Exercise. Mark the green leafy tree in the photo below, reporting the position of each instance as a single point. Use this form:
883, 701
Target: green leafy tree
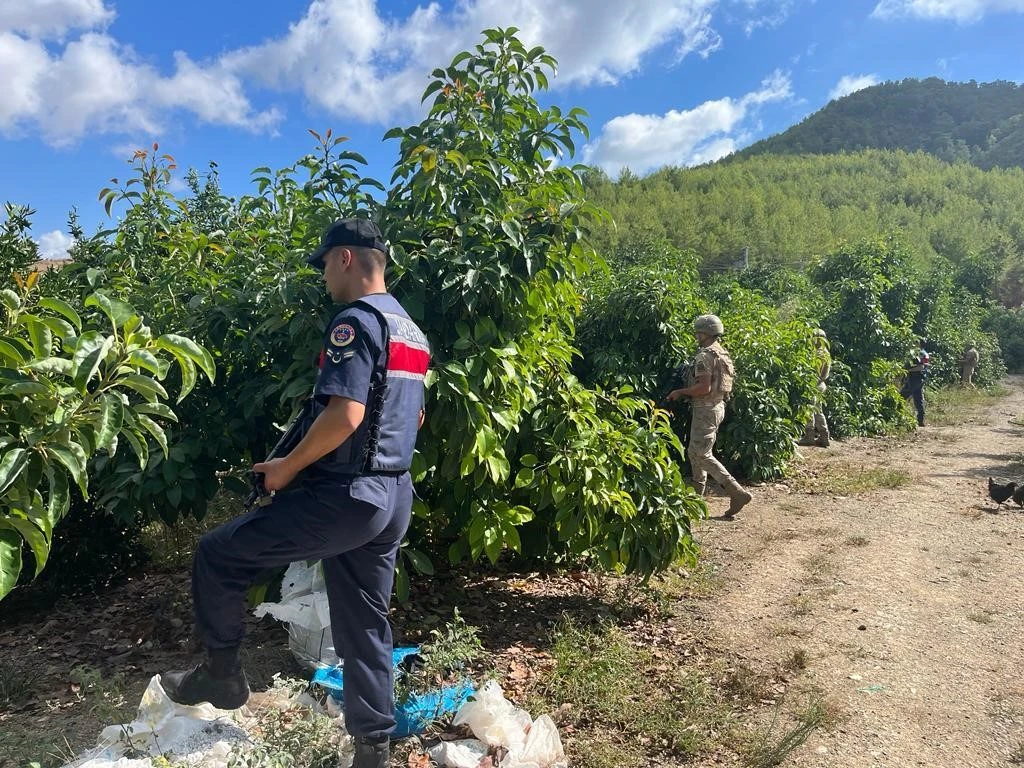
488, 236
69, 389
868, 309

** Given exercise **
Transcribe the rows above word for word, leaving out the picture.

** Task solution **
Exercise. Mark the green leafy tree in the photo below, reporting the position of each instance as a single point. Use this form:
883, 701
Target: green leafy tree
488, 236
69, 389
868, 309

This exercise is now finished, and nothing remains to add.